**Your goal**
Retype the passage from the code review text, starting at "Making things easier" and ending at "screw it up.", keeping every character the same.

You probably don't care much about this but your style (spacing for instance) is not very consistent.

Making things easier to improve

You'll make your code much easier to improve if :

  • you have a way to measure performances
  • you have a way to ensure you don't screw it up.

You can do so by writing a few tests.

#include <assert.h>
#include <bits/stdc++.h>
using namespace std;

long double prettyness(const string & s)
{
    long double sum = 0.0;
    long double len_s = s.length();
    for (int i = 0; i < len_s; i++)
    {
        for (int j = i+1; j <= len_s; j++)
        {
            string ss = s.substr(i,j-i);
            long double len = 0.0;
            long double len_ss = ss.length();
            for (int r = 0; r < len_ss; r++)
            {
                if(ss[r]=='I' || ss[r]=='E' || ss[r]=='A' || ss[r]=='O' || ss[r]=='U' || ss[r]=='Y' )
                    len++;
            }
            sum += len/len_ss;
        }
    }
    return sum;
}

void stdio_tests()
{
    string s;
    while (cin>>s)
    {
        cout << fixed << std::setprecision(6) << prettyness(s) << endl;
    }
}

void unit_tests()

**Stored records**
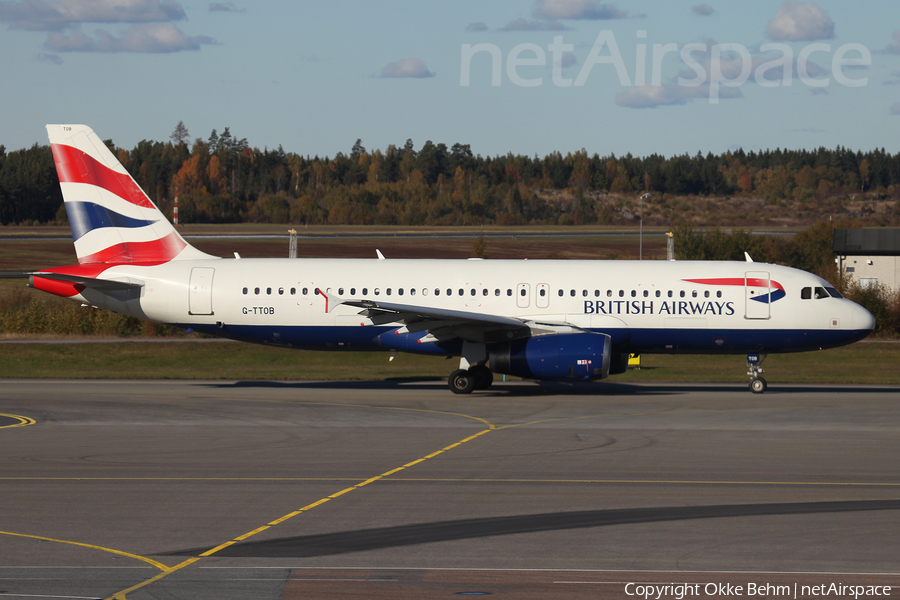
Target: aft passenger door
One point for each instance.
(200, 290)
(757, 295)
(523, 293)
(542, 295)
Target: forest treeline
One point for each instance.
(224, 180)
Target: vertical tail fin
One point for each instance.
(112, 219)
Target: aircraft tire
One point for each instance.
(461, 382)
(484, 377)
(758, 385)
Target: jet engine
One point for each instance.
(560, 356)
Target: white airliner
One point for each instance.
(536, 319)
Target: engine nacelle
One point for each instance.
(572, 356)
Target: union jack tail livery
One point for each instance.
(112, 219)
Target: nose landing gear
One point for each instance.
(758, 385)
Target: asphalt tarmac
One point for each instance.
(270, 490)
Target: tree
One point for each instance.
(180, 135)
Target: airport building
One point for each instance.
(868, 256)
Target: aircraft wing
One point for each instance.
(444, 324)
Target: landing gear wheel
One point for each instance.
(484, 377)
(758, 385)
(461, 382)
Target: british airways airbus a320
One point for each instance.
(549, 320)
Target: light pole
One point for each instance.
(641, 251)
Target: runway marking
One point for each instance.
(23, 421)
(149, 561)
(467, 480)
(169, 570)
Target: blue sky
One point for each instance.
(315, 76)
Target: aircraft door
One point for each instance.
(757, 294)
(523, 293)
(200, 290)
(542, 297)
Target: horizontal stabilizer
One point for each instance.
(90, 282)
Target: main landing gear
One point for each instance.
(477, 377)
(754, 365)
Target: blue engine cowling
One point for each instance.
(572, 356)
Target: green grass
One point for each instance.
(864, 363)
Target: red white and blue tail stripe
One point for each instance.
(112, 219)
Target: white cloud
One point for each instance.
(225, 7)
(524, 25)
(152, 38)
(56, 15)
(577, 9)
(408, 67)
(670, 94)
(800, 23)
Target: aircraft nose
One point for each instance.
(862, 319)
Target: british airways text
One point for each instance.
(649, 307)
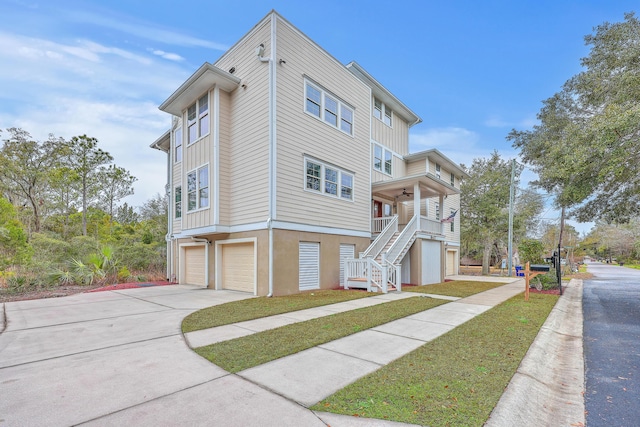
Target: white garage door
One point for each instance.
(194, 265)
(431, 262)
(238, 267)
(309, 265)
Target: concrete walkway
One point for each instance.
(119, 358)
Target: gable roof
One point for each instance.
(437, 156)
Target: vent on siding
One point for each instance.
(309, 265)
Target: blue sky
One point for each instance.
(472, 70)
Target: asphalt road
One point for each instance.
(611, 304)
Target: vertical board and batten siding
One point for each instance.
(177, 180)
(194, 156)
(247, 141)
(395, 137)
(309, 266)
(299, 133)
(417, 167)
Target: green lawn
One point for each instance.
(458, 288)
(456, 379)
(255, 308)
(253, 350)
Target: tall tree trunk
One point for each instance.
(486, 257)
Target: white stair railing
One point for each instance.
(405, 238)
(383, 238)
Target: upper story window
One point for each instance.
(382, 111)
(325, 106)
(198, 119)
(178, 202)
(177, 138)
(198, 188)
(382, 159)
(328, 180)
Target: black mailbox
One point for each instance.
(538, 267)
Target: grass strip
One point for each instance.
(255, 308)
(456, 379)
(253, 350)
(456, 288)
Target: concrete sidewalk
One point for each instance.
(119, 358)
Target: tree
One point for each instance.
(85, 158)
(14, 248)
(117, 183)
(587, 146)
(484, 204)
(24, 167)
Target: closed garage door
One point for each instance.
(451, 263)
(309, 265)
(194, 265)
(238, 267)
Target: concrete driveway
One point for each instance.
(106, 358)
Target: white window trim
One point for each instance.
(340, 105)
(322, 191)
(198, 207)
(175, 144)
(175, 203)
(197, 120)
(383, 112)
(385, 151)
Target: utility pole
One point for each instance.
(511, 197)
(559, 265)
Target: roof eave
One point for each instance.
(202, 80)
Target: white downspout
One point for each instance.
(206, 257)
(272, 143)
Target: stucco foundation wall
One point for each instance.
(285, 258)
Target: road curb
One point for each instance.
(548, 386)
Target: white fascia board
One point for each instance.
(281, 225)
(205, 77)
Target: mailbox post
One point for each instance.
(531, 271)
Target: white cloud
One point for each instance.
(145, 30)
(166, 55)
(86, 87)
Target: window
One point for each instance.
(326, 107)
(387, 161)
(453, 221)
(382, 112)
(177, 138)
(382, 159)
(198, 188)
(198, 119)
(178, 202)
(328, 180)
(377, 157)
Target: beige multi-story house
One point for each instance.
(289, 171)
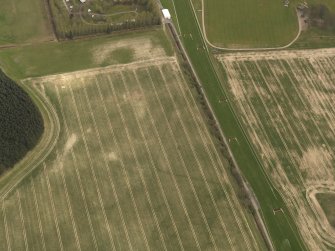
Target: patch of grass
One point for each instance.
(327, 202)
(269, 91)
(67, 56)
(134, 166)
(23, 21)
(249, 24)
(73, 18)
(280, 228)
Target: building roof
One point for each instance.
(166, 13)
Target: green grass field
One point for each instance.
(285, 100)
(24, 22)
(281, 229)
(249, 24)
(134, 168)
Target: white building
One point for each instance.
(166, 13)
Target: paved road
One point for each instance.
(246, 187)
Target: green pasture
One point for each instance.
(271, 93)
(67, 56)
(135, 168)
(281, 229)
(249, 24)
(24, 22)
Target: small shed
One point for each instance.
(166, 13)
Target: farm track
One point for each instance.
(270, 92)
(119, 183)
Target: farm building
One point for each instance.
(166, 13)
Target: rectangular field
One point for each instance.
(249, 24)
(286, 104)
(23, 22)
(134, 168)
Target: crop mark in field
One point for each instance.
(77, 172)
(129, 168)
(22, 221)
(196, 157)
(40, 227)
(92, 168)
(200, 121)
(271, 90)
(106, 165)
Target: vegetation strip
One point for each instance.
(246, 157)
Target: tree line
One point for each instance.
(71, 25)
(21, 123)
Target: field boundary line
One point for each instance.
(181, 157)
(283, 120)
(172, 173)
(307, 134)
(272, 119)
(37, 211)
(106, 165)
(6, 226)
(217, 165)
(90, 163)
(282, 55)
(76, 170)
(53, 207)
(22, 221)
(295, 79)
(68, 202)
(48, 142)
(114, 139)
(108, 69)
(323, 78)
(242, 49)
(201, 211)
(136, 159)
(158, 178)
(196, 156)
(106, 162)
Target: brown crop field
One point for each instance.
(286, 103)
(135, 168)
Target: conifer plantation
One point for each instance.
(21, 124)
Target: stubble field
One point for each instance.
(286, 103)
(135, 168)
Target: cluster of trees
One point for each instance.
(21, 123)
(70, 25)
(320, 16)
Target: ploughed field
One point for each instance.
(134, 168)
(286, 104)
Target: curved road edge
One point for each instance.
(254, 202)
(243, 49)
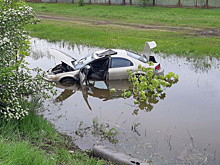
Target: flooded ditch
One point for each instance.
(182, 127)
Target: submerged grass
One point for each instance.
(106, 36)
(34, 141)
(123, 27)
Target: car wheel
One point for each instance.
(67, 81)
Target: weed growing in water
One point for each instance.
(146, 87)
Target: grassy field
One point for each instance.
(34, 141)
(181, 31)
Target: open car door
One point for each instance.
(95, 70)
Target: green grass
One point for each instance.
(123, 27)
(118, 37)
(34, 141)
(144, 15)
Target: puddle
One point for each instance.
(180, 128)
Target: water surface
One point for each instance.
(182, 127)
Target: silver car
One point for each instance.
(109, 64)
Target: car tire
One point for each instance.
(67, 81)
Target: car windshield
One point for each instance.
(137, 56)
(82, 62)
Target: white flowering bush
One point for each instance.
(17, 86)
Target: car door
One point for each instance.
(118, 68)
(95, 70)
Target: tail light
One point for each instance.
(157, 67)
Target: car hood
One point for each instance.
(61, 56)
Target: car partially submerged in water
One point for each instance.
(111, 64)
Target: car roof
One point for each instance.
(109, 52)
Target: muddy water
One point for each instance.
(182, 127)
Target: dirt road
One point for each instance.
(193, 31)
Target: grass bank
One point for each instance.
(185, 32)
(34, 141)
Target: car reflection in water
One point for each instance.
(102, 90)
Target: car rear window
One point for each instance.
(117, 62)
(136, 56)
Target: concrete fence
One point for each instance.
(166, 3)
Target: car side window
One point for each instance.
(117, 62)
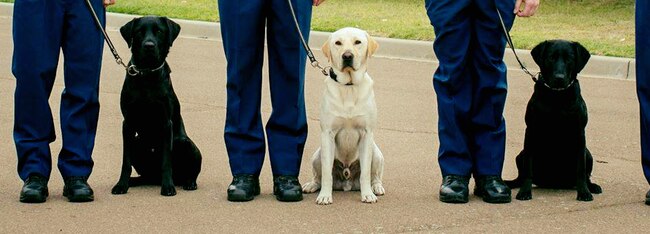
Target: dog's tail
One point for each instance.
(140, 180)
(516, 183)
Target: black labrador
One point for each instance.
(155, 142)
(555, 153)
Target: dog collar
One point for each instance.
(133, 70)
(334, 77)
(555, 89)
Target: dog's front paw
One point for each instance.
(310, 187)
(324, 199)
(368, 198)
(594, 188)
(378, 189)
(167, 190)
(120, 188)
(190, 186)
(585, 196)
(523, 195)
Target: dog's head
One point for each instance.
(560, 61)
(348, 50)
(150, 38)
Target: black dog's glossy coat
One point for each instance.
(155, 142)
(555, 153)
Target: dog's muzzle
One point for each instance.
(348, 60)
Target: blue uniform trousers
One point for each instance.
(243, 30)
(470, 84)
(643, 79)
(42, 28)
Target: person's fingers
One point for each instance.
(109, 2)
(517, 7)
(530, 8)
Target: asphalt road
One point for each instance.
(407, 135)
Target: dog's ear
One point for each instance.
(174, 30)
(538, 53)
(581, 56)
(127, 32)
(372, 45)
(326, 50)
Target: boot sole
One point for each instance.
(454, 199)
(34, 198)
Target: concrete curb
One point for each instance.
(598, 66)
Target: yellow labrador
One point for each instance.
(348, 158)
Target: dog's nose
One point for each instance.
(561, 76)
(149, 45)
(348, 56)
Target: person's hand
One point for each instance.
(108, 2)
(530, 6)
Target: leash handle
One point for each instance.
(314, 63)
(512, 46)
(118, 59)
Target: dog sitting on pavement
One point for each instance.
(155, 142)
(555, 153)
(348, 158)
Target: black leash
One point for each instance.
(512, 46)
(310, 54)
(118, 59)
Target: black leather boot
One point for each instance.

**Response to this exercise**
Making things easier to improve

You'll make your code much easier to improve if :

  • you have a way to measure performances
  • you have a way to ensure you don't screw it up.